### Task instructions
**A.** In the passage on business obligations to protect personally identifiable information, which law must a company comply with if it knowingly collects information from children under 13?
**B.** Continue the passage on business obligations to protect personally identifiable information from the point where it stops.

The definition of PII turns on whether the information can be used to “distinguish” or “trace” an individual’s identity or whether the information is “linked” or “linkable” to an individual.

So if the information (1) can be used to identify an individual (i.e. “distinguish”), (2) can be used “to make a determination about a specific aspect of an individual’s activities or status” (i.e. “trace”), (3) is logically associated with other information about an individual (i.e. “linked”), or (4) if there is a possibility of the information being logically associated with other information about individual (“linkable”), then it is PII, and you may have an obligation to protect it.

While this general definition is a solid guideline, particular statutes may define PII differently. Also, if drafting your privacy policy, you may want to define PII more narrowly to potentially decrease the compliance burden on your business.*

What triggers the requirement for my business to protect PII?

Businesses that operate in certain industries and handle particular types of PII have an inherent obligation to protect that PII. Therefore, simply collecting the PII triggers the obligation to protect it. These industries include among others the health care, financial, and education industries. Also, any company that knowingly collects information from or targets children (minors under age 13) has to comply with the provisions of COPPA, which includes provisions related to privacy.*

The FTC has pursued companies for failing to properly adhere to their published privacy policies. Because there is no general requirement for businesses to publish a privacy policy, many businesses choose not to adopt one for fear of inviting liability. However, this tact is wrongheaded not only because many states require websites to post privacy policies (e.g. California’s Online Privacy Protection Act), but also because consumers expect a certain level of privacy regardless of whether a policy is posted. Your business will inevitably be damaged by the “misuse” of PII, even if such use does not subject your business to legal liability.

International laws, or more specifically laws of other nations, vary significantly from US law and are outside the scope of this post. However, simply having a web presence available to consumers in a particular nation can subject you to that nation’s laws regarding protection of PII. You may be subject to liability for violating the laws of other nations and should approach international privacy laws accordingly.

*It should be noted that businesses with a statutorily created obligation to protect PII likely cannot “contract away” the burden through privacy policy language.

What is my business required to do to protect PII?

The answer to this question largely depends on the type of business you operate and the states (and countries) in which you do business. Generally, procedures will include encrypting the transmission and storage PII, preventing access to PII except by certain employees, having procedures in place to properly dispose of PII, and, of course, honoring your privacy policy. However, procedures are often specific to the type of industry, and can vary widely based on state privacy laws. Consult an attorney to discuss your particular situation.

What happens if my business does not properly protect PII?

### Data segment

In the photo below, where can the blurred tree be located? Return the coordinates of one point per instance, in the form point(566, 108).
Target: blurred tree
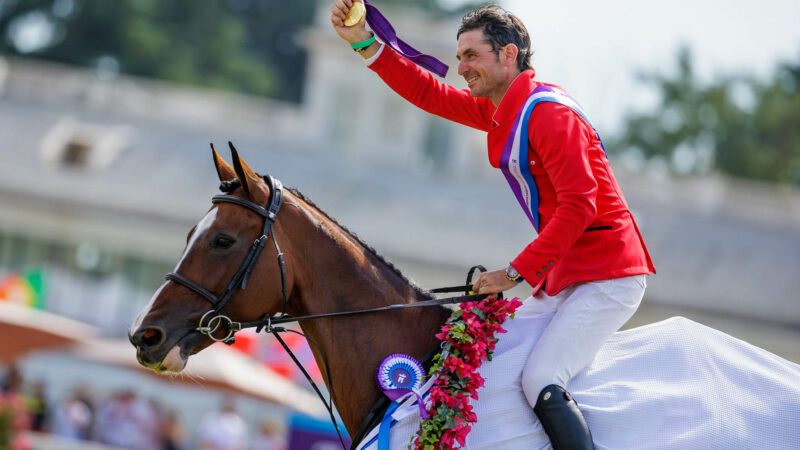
point(736, 125)
point(244, 45)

### Expected results
**A.** COPPA

**B.**
First and foremost, you will damage your relationship with your customers. In addition, you may be subject to legal liability that could negatively affect your bottom line even further. Privacy statutes often prescribe damages based on the number of instances of “misuse” in a given time period. While these damages are often capped at a certain amount per period (e.g. $25, 000 per year), they also often come coupled with stringent compliance requirements, including periodic audits.

Moreover, under contract law principles you could potentially be subject to damages for the breach of your privacy policy—this in addition to any fines levied by the FTC for unfair or deceptive practices. Eric Goldman discusses some of the nuances of this issue as it relates to contract law in his posts on the JetBlue and RockYou privacy policy breach cases.

How can my business implement this knowledge and effectively incorporate it into our social media strategy?

Once you know what you are required (either by the terms of your own privacy policy or by relevant law) to protect, you can educate your employees on how to approach sharing information through social media. Your social media policy is a good place to describe protected information, the terms of your privacy policy, and the ramifications of wrongful disclosure.

Your employees should know that everything your company shares should be shared in accordance with its privacy policy. And “you” should not share anything through a social media platform if you have an obligation to protect it, even if you “share” it only with its “owner” (i.e. the person it identifies), as social media messaging platforms may not be properly encrypted.

It is also advisable to educate your employees on torts such as the public disclosure of private facts, as sharing information with or about an individual in a public forum can invite liability, even if the information is truthful.

Another tort with ramifications particularly related to social media is appropriation. Appropriation is defined generally as the use of a person’s name, likeness, or identity for commercial purposes without consent. Your company should implement a policy regarding the use of other’s information for commercial endorsement, and educate employees on the ramifications of associating a person with your brand. Check out Derrick Harris’ post  for more information on how this issue (and related issues) is currently making Facebook’s already busy legal department even busier.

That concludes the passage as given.